Task: Could you rewrite the lines from the one containing "Would you mind pointing at the grassy" up to and including the one containing "column 929, row 676", putting "muddy bank" in place of "grassy bank" and leaving everything else unchanged?

Source records
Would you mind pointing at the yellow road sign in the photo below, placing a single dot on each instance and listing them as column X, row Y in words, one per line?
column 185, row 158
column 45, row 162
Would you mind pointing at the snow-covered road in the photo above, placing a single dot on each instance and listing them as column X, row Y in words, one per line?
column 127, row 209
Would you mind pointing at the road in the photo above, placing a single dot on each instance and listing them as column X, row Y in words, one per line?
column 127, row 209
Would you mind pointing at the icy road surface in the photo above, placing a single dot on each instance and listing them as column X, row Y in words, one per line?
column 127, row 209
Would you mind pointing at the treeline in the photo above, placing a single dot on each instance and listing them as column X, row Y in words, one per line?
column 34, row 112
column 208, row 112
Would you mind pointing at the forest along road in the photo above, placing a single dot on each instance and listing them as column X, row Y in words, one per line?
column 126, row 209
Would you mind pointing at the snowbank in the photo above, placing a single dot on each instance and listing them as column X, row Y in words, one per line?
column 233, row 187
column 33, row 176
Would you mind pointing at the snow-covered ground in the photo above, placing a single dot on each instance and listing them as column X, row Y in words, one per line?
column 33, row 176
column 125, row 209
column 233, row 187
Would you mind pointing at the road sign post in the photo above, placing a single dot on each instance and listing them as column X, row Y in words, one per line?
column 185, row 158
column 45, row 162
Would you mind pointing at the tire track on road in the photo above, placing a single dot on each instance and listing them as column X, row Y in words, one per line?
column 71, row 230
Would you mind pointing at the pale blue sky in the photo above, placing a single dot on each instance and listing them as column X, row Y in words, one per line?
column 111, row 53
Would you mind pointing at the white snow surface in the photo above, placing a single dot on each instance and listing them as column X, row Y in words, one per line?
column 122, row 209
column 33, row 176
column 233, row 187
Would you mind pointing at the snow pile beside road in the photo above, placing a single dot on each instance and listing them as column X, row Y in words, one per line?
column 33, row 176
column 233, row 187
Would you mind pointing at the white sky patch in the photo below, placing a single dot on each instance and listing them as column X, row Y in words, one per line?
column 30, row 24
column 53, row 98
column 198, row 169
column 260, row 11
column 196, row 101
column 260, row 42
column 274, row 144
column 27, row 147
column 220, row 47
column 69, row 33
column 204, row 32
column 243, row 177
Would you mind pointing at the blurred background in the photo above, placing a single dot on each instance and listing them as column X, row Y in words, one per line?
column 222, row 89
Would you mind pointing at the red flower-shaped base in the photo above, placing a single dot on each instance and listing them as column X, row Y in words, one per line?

* * *

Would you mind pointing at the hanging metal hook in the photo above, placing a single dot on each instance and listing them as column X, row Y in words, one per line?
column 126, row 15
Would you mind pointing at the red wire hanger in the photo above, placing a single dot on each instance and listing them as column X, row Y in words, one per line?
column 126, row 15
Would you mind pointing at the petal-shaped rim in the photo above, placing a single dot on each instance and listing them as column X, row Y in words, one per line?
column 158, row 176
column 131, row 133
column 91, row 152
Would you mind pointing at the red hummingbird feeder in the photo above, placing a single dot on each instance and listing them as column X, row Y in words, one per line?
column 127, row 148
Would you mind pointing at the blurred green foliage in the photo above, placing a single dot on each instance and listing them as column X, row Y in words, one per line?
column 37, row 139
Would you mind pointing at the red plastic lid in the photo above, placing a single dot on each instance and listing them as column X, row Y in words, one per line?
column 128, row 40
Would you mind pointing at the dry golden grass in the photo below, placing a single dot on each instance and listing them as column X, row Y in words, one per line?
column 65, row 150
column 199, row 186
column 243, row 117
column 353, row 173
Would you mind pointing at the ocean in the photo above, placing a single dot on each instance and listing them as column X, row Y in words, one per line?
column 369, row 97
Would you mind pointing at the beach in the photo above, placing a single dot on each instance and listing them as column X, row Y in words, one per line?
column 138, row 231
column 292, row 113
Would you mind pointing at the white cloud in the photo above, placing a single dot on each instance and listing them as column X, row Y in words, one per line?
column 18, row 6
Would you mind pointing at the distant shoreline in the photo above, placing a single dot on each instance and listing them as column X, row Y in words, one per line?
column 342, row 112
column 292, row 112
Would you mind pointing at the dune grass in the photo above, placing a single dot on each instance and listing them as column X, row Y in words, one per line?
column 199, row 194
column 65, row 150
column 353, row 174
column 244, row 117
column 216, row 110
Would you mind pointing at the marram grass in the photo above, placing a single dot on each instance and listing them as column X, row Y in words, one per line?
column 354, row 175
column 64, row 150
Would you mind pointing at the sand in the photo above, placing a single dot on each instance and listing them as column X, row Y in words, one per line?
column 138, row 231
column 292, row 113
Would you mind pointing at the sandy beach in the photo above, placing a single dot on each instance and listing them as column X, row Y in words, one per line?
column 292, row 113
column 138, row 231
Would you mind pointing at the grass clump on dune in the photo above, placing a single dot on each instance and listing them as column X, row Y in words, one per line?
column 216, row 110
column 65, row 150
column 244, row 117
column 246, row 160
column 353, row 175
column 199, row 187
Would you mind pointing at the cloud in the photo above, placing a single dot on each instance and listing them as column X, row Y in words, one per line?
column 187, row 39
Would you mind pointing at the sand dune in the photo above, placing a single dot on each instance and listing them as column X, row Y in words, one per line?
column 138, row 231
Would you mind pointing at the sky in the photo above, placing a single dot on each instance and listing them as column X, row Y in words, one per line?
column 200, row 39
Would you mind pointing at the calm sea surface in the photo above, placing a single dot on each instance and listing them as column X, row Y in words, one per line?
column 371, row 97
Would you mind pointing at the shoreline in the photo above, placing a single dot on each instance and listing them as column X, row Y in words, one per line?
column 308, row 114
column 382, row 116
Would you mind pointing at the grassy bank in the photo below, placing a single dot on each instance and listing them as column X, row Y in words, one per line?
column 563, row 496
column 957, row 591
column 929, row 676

Problem solution:
Would you mind pointing at the muddy bank in the photo below, placing a single dot on each instance and listing them as column X, row Y in words, one per line?
column 563, row 496
column 957, row 591
column 929, row 676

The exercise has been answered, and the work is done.